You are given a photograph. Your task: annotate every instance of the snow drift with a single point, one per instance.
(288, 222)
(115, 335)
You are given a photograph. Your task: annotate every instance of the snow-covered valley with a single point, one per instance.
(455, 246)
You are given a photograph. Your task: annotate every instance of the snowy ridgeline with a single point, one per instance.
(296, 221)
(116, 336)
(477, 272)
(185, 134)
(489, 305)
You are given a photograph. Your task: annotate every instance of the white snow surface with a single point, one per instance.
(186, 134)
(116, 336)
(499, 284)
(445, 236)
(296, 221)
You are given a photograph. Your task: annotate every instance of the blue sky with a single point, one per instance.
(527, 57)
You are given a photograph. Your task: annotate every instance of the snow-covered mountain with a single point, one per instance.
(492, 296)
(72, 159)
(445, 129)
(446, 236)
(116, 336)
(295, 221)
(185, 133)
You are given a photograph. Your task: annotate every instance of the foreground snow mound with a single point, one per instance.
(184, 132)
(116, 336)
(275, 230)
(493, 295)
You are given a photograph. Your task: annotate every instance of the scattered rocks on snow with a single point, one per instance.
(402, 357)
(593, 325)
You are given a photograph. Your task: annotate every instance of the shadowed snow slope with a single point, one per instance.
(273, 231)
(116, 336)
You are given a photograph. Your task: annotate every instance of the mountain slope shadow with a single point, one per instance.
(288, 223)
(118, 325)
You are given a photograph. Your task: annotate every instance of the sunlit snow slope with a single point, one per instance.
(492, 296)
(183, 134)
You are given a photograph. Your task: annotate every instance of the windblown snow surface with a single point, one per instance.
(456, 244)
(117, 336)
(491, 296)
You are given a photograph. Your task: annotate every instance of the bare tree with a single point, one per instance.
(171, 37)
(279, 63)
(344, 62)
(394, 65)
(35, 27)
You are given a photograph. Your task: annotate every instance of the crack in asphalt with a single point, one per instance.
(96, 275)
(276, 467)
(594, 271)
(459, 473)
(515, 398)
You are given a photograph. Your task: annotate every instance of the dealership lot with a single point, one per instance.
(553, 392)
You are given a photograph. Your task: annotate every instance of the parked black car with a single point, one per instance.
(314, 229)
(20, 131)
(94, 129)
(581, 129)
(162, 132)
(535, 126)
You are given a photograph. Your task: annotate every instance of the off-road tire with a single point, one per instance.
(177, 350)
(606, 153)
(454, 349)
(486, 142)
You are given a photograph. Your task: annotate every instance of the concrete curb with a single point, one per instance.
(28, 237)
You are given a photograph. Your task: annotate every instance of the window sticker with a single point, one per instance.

============

- WHAT IS EXPECTED -
Reproduce all of the records, keeping every character unchanged.

- OUTPUT FOR THIS TASK -
You are given a photograph. Your task: annotate every instance of the snow drift with a single point, one per instance.
(288, 222)
(115, 335)
You are given a photograph. Your task: annotate every instance of the snow-covered valley with a single point, one per instance.
(455, 246)
You are given a photograph. Your task: annotate every instance of the snowy ridgeline with a single point, one per instance.
(296, 221)
(116, 336)
(477, 272)
(185, 134)
(489, 305)
You are given a photograph. Your task: annotate every instance of the white snow surface with a single point, one per instance.
(186, 134)
(116, 336)
(499, 284)
(445, 236)
(296, 221)
You are given a photograph. Your task: annotate every instance of the blue sky with a single point, one per instance.
(527, 57)
You are given a photograph. Your task: annotate every instance of the snow-covered mountain with a single point, one per instance.
(492, 296)
(72, 159)
(445, 129)
(446, 236)
(116, 336)
(295, 221)
(185, 133)
You are given a photograph. Your task: annotate every instance of the foreground snow mound with a single point, one per instance.
(184, 132)
(116, 336)
(275, 230)
(493, 295)
You are given a photograph. Your task: annotate every instance of the scattered rocks on snow with a single point, one per instance.
(402, 357)
(593, 325)
You are given a photograph. Your task: annotate every instance of the shadowed snow slope with a single point, one per instance.
(273, 231)
(116, 336)
You are given a photograph. Your task: annotate every instance of the mountain slope shadow with a single point, one per instance.
(288, 223)
(118, 325)
You are given a photograph. Your task: annotate every instance of the sunlit snow slope with a single point, one per instance.
(492, 296)
(183, 134)
You are given a photograph. Your task: annotate every instance of the windblown snow surface with a single point, one per instance.
(456, 244)
(117, 336)
(491, 296)
You are given a photograph. Your task: annotate every instance of the bare tree with a single point, one per instance.
(171, 37)
(279, 63)
(344, 62)
(394, 65)
(35, 27)
You are given a photograph. Your task: annotate every instance of the crack in asphalt with a single point, one per instance.
(96, 275)
(276, 467)
(594, 271)
(459, 473)
(515, 398)
You are given a photograph. Your task: annotate every instance of the dealership lot with a single point, one per instance.
(553, 392)
You are given a photograph. Your task: annotate every instance of the parked black car with a single point, one per instance.
(314, 229)
(20, 131)
(94, 129)
(581, 129)
(162, 132)
(535, 126)
You are given a photograph. Your task: annotate every instance of the off-road tire with a single point, one per instance.
(177, 350)
(606, 153)
(454, 349)
(486, 142)
You are given a photograph. Your task: annotate every instance of the concrete curb with a single point, one per instance.
(28, 237)
You are given a photograph. Your task: annotate every instance of the window sticker with a single point, one per instance.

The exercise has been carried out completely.